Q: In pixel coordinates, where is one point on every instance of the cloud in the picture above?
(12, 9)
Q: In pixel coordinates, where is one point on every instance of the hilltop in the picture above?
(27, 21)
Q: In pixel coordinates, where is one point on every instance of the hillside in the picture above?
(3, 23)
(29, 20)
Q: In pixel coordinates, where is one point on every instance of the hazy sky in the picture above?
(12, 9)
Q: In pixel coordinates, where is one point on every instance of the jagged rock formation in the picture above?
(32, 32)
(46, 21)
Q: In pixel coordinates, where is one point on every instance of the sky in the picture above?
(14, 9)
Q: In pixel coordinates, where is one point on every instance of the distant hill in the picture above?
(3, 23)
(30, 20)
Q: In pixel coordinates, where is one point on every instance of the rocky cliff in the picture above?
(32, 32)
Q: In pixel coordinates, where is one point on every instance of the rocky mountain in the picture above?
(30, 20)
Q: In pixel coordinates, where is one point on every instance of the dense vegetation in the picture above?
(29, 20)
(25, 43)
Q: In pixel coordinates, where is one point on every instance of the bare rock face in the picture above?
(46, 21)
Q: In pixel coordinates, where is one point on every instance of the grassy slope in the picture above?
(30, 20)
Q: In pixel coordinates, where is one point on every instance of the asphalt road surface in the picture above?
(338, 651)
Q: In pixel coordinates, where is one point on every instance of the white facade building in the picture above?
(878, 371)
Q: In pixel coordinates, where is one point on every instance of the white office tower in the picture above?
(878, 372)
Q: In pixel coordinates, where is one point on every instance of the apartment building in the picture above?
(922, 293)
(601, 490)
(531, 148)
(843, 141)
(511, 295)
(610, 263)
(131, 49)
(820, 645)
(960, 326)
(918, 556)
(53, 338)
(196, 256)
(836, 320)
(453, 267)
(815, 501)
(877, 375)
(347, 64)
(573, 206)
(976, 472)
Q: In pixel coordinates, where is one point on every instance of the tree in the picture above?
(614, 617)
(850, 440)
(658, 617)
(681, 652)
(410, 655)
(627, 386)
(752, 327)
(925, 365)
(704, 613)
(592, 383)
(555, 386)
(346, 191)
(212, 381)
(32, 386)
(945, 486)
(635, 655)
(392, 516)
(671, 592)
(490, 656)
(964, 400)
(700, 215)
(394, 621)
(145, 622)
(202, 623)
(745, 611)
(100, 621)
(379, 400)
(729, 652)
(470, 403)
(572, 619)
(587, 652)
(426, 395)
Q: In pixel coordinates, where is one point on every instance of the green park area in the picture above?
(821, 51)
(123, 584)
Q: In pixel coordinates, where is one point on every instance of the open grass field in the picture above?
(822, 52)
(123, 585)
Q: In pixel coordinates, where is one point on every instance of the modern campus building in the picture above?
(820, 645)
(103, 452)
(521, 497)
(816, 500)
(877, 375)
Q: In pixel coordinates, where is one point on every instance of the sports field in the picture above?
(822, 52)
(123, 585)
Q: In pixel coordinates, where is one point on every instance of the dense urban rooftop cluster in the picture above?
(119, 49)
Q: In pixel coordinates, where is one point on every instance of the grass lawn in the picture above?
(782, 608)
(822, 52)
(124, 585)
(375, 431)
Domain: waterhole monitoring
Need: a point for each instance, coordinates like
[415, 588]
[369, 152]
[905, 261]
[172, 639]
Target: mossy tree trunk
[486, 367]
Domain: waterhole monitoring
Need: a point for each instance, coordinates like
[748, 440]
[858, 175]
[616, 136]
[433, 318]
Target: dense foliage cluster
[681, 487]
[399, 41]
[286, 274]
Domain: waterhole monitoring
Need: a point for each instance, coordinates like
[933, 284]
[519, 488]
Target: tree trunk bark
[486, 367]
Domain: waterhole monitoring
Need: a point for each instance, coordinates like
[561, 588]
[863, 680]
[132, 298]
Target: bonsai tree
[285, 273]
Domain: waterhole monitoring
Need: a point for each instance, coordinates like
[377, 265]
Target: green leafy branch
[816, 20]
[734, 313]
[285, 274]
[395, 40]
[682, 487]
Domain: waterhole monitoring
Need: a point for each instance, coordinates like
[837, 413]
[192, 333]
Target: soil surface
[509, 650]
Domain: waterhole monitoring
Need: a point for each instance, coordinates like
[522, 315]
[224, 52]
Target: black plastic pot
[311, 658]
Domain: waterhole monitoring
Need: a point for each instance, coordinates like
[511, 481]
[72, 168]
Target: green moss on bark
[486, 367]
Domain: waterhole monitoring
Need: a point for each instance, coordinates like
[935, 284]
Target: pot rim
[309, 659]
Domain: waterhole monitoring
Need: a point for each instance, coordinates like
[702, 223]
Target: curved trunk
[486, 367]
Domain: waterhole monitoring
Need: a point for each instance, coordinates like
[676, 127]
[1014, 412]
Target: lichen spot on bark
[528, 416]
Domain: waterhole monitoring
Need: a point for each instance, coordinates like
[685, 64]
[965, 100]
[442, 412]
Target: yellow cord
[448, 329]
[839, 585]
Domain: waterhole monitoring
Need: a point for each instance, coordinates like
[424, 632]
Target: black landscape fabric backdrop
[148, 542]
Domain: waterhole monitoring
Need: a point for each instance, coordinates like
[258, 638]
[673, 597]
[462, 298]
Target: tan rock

※

▶ _GIVEN PROBLEM_:
Report every line of the listing above that contains the word "cluster", copying each line in full. Treat the match as case-sensitive.

▶ _SOLUTION FOR THIS EXERCISE_:
Q: In pixel coordinates, where is one point on every instance of the dense urban rooftop cluster in the picture above?
Target: dense foliage cluster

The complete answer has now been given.